*Instructions for the task*
The whole listing below should be output again, word for word.
%%
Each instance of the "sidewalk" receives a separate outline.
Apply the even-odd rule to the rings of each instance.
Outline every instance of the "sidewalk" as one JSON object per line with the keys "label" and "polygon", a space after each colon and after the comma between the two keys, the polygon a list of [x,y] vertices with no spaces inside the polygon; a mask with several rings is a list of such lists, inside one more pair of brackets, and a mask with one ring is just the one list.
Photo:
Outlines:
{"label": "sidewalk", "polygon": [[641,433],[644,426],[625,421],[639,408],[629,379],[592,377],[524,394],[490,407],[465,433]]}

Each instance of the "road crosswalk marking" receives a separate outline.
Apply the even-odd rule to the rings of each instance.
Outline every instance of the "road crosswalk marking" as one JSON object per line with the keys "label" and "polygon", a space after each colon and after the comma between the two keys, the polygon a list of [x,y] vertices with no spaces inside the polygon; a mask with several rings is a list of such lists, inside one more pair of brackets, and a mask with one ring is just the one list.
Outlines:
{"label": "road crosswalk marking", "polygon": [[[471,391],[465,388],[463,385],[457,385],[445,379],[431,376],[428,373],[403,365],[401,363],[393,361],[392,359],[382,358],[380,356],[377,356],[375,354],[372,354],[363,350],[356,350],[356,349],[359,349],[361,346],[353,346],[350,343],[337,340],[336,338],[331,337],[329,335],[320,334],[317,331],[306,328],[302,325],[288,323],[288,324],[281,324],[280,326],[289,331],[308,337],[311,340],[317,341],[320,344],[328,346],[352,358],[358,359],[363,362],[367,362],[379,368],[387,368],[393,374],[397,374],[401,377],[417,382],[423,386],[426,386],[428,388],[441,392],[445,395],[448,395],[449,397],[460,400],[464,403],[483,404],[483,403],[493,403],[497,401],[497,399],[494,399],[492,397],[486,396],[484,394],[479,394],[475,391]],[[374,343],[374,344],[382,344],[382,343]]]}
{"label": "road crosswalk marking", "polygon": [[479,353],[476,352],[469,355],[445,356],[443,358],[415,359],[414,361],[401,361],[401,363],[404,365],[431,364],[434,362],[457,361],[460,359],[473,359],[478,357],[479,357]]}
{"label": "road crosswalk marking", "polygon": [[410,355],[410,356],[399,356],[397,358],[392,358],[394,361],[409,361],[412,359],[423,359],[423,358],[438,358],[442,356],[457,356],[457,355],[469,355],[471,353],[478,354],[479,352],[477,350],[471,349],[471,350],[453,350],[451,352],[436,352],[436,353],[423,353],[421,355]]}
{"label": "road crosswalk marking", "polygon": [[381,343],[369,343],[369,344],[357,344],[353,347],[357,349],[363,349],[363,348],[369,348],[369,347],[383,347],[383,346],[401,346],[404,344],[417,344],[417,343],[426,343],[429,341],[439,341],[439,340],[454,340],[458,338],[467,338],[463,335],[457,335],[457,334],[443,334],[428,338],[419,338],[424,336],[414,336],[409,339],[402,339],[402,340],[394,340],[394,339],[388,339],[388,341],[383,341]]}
%%
*Exercise response*
Each instance of the "sidewalk" receives a separate outline.
Apply the even-odd rule to the rings of each instance.
Outline every instance of the "sidewalk" as one JSON object per line with the keys "label" and "polygon", a space after each colon and after the comma between the two keys, the polygon a list of [x,y] vertices with no spaces inside the polygon; a mask with several rings is a list of such lists, inside one more pair of brackets, and a mask with one ring is just the one list.
Photo:
Outlines:
{"label": "sidewalk", "polygon": [[641,433],[644,426],[625,421],[639,408],[629,379],[592,377],[524,394],[490,407],[465,433]]}

Each instance of the "road crosswalk marking" receives a separate outline.
Apply the even-odd rule to the rings of each instance.
Outline every instance of the "road crosswalk marking" as one JSON object per line with the keys "label" and "polygon", a space after each colon and after the comma between the two keys, the polygon a list of [x,y] vertices with no spaces inside the polygon; a mask with several rings is a list of such lists, inside one more pair of brackets, and a mask with one ring is just the one list.
Outlines:
{"label": "road crosswalk marking", "polygon": [[[471,391],[465,388],[463,385],[457,385],[445,379],[431,376],[428,373],[403,365],[401,363],[393,361],[392,359],[382,358],[380,356],[377,356],[375,354],[372,354],[363,350],[356,350],[356,349],[359,349],[361,346],[353,346],[350,343],[337,340],[336,338],[331,337],[329,335],[320,334],[317,331],[306,328],[302,325],[288,323],[288,324],[281,324],[280,326],[289,331],[308,337],[311,340],[317,341],[320,344],[328,346],[352,358],[358,359],[363,362],[367,362],[379,368],[387,368],[393,374],[397,374],[401,377],[417,382],[423,386],[426,386],[428,388],[441,392],[445,395],[448,395],[449,397],[460,400],[464,403],[483,404],[483,403],[493,403],[497,401],[497,399],[494,399],[492,397],[486,396],[484,394],[479,394],[475,391]],[[374,343],[374,344],[382,344],[382,343]]]}
{"label": "road crosswalk marking", "polygon": [[479,353],[476,352],[469,355],[445,356],[443,358],[415,359],[414,361],[401,361],[401,363],[404,365],[431,364],[434,362],[457,361],[460,359],[473,359],[478,357],[479,357]]}
{"label": "road crosswalk marking", "polygon": [[410,355],[410,356],[399,356],[397,358],[392,358],[394,361],[409,361],[412,359],[423,359],[423,358],[438,358],[442,356],[457,356],[457,355],[469,355],[471,353],[478,354],[479,352],[477,350],[471,349],[471,350],[453,350],[451,352],[436,352],[436,353],[423,353],[421,355]]}
{"label": "road crosswalk marking", "polygon": [[381,343],[369,343],[369,344],[357,344],[353,347],[357,349],[363,349],[363,348],[369,348],[369,347],[383,347],[383,346],[401,346],[404,344],[417,344],[417,343],[426,343],[429,341],[439,341],[439,340],[454,340],[458,338],[467,338],[463,335],[457,335],[457,334],[443,334],[428,338],[419,338],[424,336],[414,336],[409,339],[402,339],[402,340],[394,340],[394,339],[388,339],[388,341],[383,341]]}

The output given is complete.